— Begin Excerpt —

# Sigma AF Tele 400mm F5.6 Multi coated Lens



## GreenSlime89 (Apr 9, 2007)

http://cgi.ebay.co.uk/Sigma-AF-Tele...0096401487QQcategoryZ4687QQrdZ1QQcmdZViewItem

I'm after a lens that's long and good quality, but I can't seem to find any information on this lens.  So I just want my long, and fairly sharp, lens but I don't know if this would fit my 20D or if it's the older Canon mount.  Also, I'd like to ask if any of you have any information on the quality of the lens.  I would really appreciate your help.  I know that it will be heavy, but for that money, I'd take that pitfall easily.  I really want to get into wildlife photography and this would be a "set up and stay there" lens which I'm okay with.  So weight isn't the issue, it's more the build quality and mount compatibility.  In an ideal world, it would also be compatible with a full frame EOS camera for when I eventually upgrade.  This would be my second lens, leaving a huge gap between the 50mm F1.8 Mk II, which would possibly be filled by either the Canon EF 24-105mm or a third party equivelant.  What do you guys think of the lens for sale at the above link?  Is it worth going for it?

P.S.  Another small point, I'm okay the idea of a prime telephoto, if the quality is superior to a telephoto zoom. 
P.P.S I'm okay with shooting at fairly high ISOs to get the right shutter speed, about 1/600s.  I shoot RAW and can use noise ninja when I get it.


----------



## fmw (Apr 9, 2007)

I can't tell you about mounts and compatibility but I can tell you that the lens is certainly likely to outperform a zoom in terms of image quality.


----------



## GreenSlime89 (Apr 9, 2007)

I've asked the seller, but no reply yet, I'm hoping to buy it but I don't wanna pay over £40 and find it's of no use to me.  Just over 20 hours left, does anyone have any more information?

Thank you for your input fmw, I will certainly have confidence in the quality of the pictures I'll get from the lens if I'm successful.


----------



## Big Mike (Apr 9, 2007)

It's an auto focus lens and it says it's a Canon mount...so that must mean that it's an EF mount and it will fit any Canon EOS camera...including your 20D.  From what I can find...it is a 'full frame' lens.

You seem to have a good idea of it's use and limitations so it would probably be a good lens for you...if you can get it for a good price.  It will probably shoot up in price in the last few minutes of the auction.

— End Excerpt —
— Begin Stored records —

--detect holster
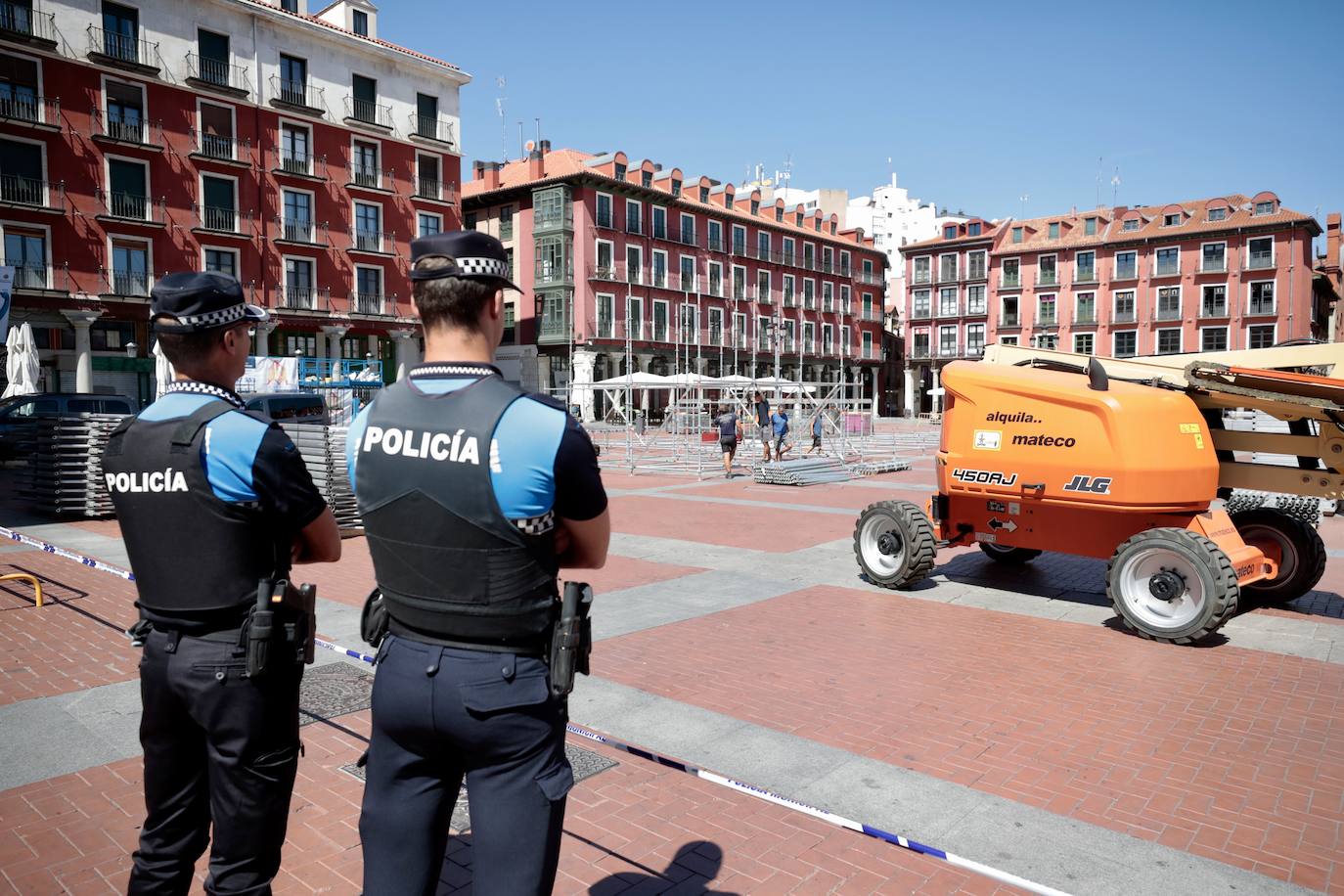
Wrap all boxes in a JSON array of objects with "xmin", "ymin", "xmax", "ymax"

— End Stored records —
— Begin Stored records —

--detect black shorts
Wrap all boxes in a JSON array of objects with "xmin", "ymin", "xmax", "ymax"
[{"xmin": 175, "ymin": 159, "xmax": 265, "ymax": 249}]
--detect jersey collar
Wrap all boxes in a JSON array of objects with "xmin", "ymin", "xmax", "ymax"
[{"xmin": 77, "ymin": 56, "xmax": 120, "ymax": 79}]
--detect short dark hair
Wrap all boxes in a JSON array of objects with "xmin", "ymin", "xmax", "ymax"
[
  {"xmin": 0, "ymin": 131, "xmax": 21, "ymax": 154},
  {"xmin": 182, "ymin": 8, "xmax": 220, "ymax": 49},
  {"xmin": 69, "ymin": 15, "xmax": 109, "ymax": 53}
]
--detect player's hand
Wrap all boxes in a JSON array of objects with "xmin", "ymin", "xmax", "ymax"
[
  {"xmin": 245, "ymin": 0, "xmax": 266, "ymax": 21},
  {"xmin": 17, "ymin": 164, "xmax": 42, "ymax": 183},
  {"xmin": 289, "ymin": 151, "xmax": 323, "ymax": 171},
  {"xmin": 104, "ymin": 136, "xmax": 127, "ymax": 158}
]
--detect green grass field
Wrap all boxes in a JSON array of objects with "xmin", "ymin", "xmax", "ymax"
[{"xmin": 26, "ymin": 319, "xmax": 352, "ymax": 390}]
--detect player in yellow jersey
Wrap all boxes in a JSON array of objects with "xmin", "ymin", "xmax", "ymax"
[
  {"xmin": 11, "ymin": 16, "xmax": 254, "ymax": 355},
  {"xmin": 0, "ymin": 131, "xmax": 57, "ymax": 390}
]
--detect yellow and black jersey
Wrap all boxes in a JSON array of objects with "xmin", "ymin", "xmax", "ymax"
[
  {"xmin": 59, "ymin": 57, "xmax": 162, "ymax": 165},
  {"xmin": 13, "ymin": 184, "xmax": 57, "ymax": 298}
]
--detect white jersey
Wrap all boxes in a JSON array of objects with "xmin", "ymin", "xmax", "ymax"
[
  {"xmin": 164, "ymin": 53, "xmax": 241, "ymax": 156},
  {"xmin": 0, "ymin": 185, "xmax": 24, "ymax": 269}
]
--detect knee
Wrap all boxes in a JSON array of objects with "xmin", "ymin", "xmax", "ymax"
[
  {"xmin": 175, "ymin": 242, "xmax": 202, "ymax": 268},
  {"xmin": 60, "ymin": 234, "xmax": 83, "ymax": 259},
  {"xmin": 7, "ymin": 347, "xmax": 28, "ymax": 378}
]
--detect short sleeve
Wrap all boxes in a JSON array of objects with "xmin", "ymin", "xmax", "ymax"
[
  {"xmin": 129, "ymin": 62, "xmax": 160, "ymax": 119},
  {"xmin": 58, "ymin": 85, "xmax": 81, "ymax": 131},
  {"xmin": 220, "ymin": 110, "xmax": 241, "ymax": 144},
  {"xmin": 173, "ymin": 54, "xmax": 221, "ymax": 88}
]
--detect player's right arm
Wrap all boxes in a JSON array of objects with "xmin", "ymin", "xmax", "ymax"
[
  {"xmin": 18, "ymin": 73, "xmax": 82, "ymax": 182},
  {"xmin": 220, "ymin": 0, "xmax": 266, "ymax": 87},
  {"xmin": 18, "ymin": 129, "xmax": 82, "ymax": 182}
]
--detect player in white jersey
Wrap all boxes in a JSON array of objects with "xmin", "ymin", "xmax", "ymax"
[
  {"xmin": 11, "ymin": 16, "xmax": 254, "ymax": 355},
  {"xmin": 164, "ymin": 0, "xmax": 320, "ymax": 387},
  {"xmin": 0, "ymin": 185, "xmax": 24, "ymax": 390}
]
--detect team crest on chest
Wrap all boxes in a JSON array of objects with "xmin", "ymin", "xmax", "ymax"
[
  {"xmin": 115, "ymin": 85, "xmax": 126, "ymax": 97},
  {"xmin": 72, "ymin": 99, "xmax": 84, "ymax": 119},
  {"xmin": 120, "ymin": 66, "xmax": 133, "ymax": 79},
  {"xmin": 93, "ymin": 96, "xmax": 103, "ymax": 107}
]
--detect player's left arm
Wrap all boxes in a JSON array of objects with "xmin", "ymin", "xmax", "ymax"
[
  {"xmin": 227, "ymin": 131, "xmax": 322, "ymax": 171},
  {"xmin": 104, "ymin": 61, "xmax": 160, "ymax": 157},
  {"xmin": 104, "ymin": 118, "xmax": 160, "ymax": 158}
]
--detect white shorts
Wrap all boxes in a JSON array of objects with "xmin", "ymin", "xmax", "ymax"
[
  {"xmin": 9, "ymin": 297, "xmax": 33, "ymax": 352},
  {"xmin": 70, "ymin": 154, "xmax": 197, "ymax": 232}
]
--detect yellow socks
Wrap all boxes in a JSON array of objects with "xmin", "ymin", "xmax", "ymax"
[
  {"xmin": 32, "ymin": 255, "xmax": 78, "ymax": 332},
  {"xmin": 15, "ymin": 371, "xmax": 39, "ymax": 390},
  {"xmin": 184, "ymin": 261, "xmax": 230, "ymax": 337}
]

— End Stored records —

▶ [Work to complete]:
• A. Copy the Sigma lens thread word for word from "It's an auto" to "of the auction.".
• B. In the Sigma lens thread, what is the most GreenSlime89 is willing to pay for the lens?
These rows have nothing to do with the Sigma lens thread.

▶ [Responses by task]:
• A.
It's an auto focus lens and it says it's a Canon mount...so that must mean that it's an EF mount and it will fit any Canon EOS camera...including your 20D.  From what I can find...it is a 'full frame' lens.

You seem to have a good idea of it's use and limitations so it would probably be a good lens for you...if you can get it for a good price.  It will probably shoot up in price in the last few minutes of the auction.

• B. £40